Begin Page

Ms Jana (ANC) questioned whether it was plausible to include the State, which is already bound by s9(3) of the Constitution. The response was that the State is already included, the submission being merely that this should be made more explicit.
Ms Marshoff (ANC) asked whether the Gender Project had taken into account the fact that the National Health Bill was still in draft stage and that changes would still be made. Further clarification on the need to include HIV/ AIDS status as a prohibited ground was also requested.
The response was that the Gender Project has looked at areas in other Acts and Bills which provide greater protection to women than the Equality Bill, focusing on the need for conformity. The Employment Equity Act only applies to employees and not independent contractors in respect of HIV/AIDS.
Prof Ndabandaba (IFP) asked whether one could draw a distinction between a light sexist joke and a nasty sexist joke. The response form the Gender Project was that this depended on whether it affected the dignity of the person.
Ms Jana (ANC) asked what the approach of the Constitutional Court had been to the question of unfair discrimination. It was explained that the Constitutional Court first considered whether there had been discrimination or mere differentiation, then whether it was fair or unfair and then whether it was justifiable in terms of s36(1) of the Constitution.
Mr Moosa (ANC) asked how one takes cultural distinctions into account. The reply was that the Act will be used by individuals when they feel themselves to be in need of its protection – not all women would use it; for example, not all women would feel that a virginity test was discriminatory, but those who do should be given such protection.

End Page
Begin Data section

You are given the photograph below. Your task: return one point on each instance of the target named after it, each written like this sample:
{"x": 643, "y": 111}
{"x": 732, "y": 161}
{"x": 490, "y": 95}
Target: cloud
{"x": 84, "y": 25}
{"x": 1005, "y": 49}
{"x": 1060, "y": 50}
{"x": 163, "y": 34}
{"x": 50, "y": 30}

End Data section
Begin Data section

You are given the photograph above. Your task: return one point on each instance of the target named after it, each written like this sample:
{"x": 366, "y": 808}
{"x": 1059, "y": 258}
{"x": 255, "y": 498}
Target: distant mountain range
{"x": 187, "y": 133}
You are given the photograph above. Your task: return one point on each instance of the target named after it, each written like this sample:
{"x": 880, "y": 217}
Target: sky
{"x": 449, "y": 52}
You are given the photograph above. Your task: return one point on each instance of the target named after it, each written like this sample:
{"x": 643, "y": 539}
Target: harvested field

End Data section

* **Task list**
**1)** Answer these from the minutes:
(a) Which party is Prof Ndabandaba listed with?
(b) Under which section of the Constitution does the Constitutional Court consider whether discrimination is justifiable?
(c) Which Act applies only to employees and not independent contractors in respect of HIV/AIDS?
**2)** Duplicate the passage of the minutes starting with "Ms Marshoff (ANC)" and going on through "respect of HIV/AIDS.".
**3)** List every person named in the minutes, each only once and with the title given.
The records aren't needed for any of this.

* **Task-by-task outputs**
**1)**
(a) IFP
(b) s36(1)
(c) The Employment Equity Act

**2)**
Ms Marshoff (ANC) asked whether the Gender Project had taken into account the fact that the National Health Bill was still in draft stage and that changes would still be made. Further clarification on the need to include HIV/ AIDS status as a prohibited ground was also requested.
The response was that the Gender Project has looked at areas in other Acts and Bills which provide greater protection to women than the Equality Bill, focusing on the need for conformity. The Employment Equity Act only applies to employees and not independent contractors in respect of HIV/AIDS.

**3)**
Ms Jana
Ms Marshoff
Prof Ndabandaba
Mr Moosa